- Assigned task
Set every record down again, exactly and completely.

- Data for the task
******************************

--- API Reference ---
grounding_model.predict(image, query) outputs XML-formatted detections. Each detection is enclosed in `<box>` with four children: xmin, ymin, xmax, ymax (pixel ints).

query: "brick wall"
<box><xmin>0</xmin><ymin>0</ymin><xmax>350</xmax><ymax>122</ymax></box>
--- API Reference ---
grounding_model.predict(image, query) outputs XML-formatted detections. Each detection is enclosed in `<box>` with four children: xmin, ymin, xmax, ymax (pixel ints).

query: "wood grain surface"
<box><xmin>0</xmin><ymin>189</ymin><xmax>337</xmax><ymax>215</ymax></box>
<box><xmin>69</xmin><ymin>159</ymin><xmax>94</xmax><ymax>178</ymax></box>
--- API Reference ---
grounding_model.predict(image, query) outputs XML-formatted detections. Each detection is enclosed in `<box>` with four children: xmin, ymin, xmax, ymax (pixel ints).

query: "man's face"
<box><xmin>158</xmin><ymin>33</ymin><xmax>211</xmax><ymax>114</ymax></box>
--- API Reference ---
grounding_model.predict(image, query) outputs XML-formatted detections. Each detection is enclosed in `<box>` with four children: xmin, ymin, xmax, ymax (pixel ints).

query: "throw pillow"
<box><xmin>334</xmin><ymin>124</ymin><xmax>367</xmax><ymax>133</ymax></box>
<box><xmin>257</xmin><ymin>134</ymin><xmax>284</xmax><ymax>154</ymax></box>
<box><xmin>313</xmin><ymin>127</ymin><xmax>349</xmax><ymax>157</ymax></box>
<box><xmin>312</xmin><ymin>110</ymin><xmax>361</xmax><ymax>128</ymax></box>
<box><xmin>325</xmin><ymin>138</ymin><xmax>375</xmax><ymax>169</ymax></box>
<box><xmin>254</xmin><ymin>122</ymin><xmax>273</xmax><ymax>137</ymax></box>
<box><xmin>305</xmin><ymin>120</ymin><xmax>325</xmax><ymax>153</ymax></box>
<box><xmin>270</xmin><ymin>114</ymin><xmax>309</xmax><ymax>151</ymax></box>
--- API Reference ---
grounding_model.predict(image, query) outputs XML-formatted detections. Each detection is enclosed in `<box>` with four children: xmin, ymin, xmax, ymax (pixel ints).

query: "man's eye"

******************************

- Exercise output
--- API Reference ---
grounding_model.predict(image, query) outputs XML-formatted detections. Each detection is enclosed in `<box>` with four children: xmin, ymin, xmax, ymax (pixel ints).

query: "brick wall"
<box><xmin>0</xmin><ymin>0</ymin><xmax>350</xmax><ymax>122</ymax></box>
--- API Reference ---
grounding_model.predict(image, query) outputs XML-formatted detections. Each detection is enclosed in `<box>` with four children: xmin, ymin, xmax, ymax (pixel ints).

query: "wood grain surface"
<box><xmin>0</xmin><ymin>189</ymin><xmax>337</xmax><ymax>215</ymax></box>
<box><xmin>69</xmin><ymin>159</ymin><xmax>94</xmax><ymax>178</ymax></box>
--- API Reference ---
grounding_model.predict(image, query) outputs XML-formatted detections. Each detection is enclosed in `<box>` with four children: xmin, ymin, xmax, ymax (pixel ints).

query: "man's face"
<box><xmin>158</xmin><ymin>33</ymin><xmax>211</xmax><ymax>114</ymax></box>
--- API Reference ---
grounding_model.predict(image, query) outputs XML-formatted detections. Each detection is enclosed in `<box>` with four children: xmin, ymin, xmax, ymax (pixel ints).

query: "throw pillow"
<box><xmin>334</xmin><ymin>124</ymin><xmax>367</xmax><ymax>133</ymax></box>
<box><xmin>257</xmin><ymin>134</ymin><xmax>284</xmax><ymax>154</ymax></box>
<box><xmin>313</xmin><ymin>127</ymin><xmax>349</xmax><ymax>157</ymax></box>
<box><xmin>312</xmin><ymin>110</ymin><xmax>361</xmax><ymax>128</ymax></box>
<box><xmin>325</xmin><ymin>138</ymin><xmax>375</xmax><ymax>169</ymax></box>
<box><xmin>254</xmin><ymin>122</ymin><xmax>273</xmax><ymax>137</ymax></box>
<box><xmin>305</xmin><ymin>120</ymin><xmax>325</xmax><ymax>153</ymax></box>
<box><xmin>270</xmin><ymin>114</ymin><xmax>309</xmax><ymax>151</ymax></box>
--- API Reference ---
grounding_model.predict(image, query) outputs XML-formatted detections. Each detection is enclosed in `<box>` with four children: xmin, ymin, xmax, ymax (pixel ints).

query: "man's eye"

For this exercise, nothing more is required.